ACTIVITY LIST -
(1) Translate this sentence from the Thuamul Rampur passage below into Spanish: "Thuamul Rampur is situated at 723 m above sea level in the eastern ghats."
(2) Decide whether each statement agrees with the Thuamul Rampur passage below, and quote the words that decide it: (a) The town lies 72 km from Bhawanipatna. (b) The Raj Mahal is currently used as a college. (c) Kasipur was moved to Rayagada district in the mid 70's.
(3) Extend the Thuamul Rampur passage below, starting after its last sentence.

DOCUMENT EXCERPT -
• • • • •
Thuamul Rampur is a town in Thuamul Rampur Block, Kalahandi District of Odisha State. The town is 72 km from the district headquarters Bhawanipatna, and 500 km from the state capital Bhubaneswar. It is also referred as the Kashmir of Kalahandi as it receives moderate amount of snow fall in the winter season. Rich in flora and fauna this area is the key site for origination of rivers like Nagavali and Indravati where Indravati Dam has been built.

It is connected to district headquarter by both Govt. and private buses as well as with neighboring districts of Rayagada and Koraput.

==Tourism==
Thuamul Rampur is mainly known for scenic and picnic spots around it.
- Thuamul Rampur

Thuamul Rampur is situated at 723 m above sea level in the eastern ghats. It is one of the 13 blocks in Kalahandi districts lies in the southernmost part of the district and surrounded from east to Rayagada, west to Koraput and west to Nabarangpur district respectively. Erstwhile Kasipur was a part of Kalahandi, adjacent to Thuamul Rampur but due to administrative difficulties it was transferred to Rayagada district without public opinion and information in mid 70's.

- Maa Manikeshwari Mandir

Very few people know that there are two Maa Manikeshwari Mandir i.e., one in Bhawanipatna while another at Thuamul Rampur. It is situated near bus stand adjacent to the ancient Raj Mahal.

- Raj Mahal of Thuamul Rampur

There is a small Raj Mahal (now abandoned) in the center of the town. It was once converted to College due to lack of infrastructure and is converted to court now.
• • • • •
SUPPLIED MATERIAL -
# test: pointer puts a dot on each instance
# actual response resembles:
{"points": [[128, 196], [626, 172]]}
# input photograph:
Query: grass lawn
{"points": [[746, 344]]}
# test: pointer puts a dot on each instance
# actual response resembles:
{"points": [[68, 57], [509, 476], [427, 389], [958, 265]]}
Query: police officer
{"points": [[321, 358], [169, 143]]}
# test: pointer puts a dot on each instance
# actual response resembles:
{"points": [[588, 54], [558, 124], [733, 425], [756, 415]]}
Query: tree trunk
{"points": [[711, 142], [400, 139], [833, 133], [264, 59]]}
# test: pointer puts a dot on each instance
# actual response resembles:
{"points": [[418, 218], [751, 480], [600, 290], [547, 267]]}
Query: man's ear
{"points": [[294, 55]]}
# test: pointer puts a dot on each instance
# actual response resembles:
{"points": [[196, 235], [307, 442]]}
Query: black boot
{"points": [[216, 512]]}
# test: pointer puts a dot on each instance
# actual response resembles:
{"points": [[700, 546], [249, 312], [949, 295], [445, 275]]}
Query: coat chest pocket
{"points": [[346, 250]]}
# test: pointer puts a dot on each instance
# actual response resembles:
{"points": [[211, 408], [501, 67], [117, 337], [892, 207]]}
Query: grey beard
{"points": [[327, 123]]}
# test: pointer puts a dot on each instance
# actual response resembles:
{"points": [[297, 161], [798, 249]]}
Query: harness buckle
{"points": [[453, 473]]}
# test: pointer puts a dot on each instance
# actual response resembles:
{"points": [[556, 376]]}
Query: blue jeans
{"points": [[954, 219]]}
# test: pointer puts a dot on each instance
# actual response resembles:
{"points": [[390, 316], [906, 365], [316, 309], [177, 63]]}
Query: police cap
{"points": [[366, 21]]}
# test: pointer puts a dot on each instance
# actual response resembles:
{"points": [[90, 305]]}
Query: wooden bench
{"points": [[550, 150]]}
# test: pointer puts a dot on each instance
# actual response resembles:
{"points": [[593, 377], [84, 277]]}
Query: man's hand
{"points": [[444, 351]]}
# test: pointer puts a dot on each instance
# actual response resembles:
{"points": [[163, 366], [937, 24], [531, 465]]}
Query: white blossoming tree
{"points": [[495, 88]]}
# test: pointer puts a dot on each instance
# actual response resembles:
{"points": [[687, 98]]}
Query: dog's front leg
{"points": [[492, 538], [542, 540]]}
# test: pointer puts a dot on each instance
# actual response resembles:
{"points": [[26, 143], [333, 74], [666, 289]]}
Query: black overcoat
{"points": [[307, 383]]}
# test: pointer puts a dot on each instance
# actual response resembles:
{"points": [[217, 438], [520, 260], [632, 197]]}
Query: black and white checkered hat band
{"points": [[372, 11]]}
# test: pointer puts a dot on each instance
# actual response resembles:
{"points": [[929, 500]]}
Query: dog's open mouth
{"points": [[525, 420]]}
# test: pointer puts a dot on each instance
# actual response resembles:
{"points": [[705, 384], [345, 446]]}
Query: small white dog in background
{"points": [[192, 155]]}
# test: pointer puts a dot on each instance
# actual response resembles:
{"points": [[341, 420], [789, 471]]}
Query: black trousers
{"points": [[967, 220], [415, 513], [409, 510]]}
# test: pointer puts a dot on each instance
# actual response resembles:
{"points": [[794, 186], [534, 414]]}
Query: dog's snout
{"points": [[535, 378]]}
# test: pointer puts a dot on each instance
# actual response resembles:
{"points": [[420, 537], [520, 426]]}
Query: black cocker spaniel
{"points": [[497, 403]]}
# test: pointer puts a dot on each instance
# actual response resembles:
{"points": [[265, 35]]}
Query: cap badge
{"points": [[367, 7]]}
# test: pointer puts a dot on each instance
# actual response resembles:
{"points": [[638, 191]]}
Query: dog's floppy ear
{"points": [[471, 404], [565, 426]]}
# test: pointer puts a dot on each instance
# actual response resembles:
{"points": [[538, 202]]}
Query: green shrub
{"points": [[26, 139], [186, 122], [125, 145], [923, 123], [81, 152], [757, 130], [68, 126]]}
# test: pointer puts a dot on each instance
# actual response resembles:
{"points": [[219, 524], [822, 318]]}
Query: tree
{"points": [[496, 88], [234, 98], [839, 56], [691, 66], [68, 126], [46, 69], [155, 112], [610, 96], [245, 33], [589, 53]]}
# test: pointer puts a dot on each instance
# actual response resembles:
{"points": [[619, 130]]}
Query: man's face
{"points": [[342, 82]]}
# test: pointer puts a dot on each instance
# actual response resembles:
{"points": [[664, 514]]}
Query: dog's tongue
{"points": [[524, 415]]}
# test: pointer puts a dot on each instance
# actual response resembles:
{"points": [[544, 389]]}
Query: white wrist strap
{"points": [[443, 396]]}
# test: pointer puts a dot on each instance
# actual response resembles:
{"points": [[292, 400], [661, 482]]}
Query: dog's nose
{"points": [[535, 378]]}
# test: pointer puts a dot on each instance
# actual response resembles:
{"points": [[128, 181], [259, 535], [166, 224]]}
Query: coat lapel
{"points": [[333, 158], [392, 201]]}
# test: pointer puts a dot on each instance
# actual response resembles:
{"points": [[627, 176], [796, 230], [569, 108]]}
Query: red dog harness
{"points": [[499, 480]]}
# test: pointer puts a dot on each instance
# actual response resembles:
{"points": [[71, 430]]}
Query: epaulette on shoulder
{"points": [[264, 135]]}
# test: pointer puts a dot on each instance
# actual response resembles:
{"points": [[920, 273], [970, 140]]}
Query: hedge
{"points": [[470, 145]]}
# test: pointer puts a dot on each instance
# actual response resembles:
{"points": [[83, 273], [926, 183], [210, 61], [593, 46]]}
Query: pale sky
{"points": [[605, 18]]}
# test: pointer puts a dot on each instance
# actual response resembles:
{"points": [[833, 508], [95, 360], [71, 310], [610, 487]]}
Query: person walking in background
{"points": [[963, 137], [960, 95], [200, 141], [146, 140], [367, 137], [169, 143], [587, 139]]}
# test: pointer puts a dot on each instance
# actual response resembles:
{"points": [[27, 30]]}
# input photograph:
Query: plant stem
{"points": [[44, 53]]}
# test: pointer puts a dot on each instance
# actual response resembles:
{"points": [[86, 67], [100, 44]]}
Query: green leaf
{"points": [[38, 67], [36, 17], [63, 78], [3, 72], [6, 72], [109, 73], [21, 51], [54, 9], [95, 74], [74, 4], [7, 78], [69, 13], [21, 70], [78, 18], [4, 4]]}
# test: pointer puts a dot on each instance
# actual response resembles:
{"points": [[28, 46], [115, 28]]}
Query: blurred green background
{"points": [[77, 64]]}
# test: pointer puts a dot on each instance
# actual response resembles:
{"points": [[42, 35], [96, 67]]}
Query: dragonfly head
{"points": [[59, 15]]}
• • • • •
ANSWER SET -
(1) Thuamul Rampur está situado a 723 m sobre el nivel del mar en los Ghats Orientales.

(2)
(a) Yes: "The town is 72 km from the district headquarters Bhawanipatna"
(b) No: "It was once converted to College due to lack of infrastructure and is converted to court now."
(c) Yes: "it was transferred to Rayagada district without public opinion and information in mid 70's"

(3)
- Tourist Complex, Thuamul Rampur
Tourist Complex was inaugurated by Ministry of Tourism and Culture (Govt. of Odisha) in the year 1995. It was serving as a panthanivas for the tourist for hospitality and accommodation with various facilities. Lack of interest and less focus given to tourism here by state government made it abandoned for tourists.
- Hello Point

Hello Point is a picnic spot and valley view point 75 km from Bhawanipatna. It is present on the top of the eastern ghats from where half of the Kalahandi district is visible including Junagarh, Kalampur block etc. One can receive signal from all telecom services for mobile, therefore it is named as Hello Point.

Including schools and other government offices (Post Office, Block office, Telephone Exchange etc.) it has Banks and a Community Health Center too for financial and health like basic services.

- Sinder Jharan(Waterfalls)

Sinder is a beautiful and very attractive waterfall and picnic spot. It is situated from Balangi village panchayat of Balangi is Birikot.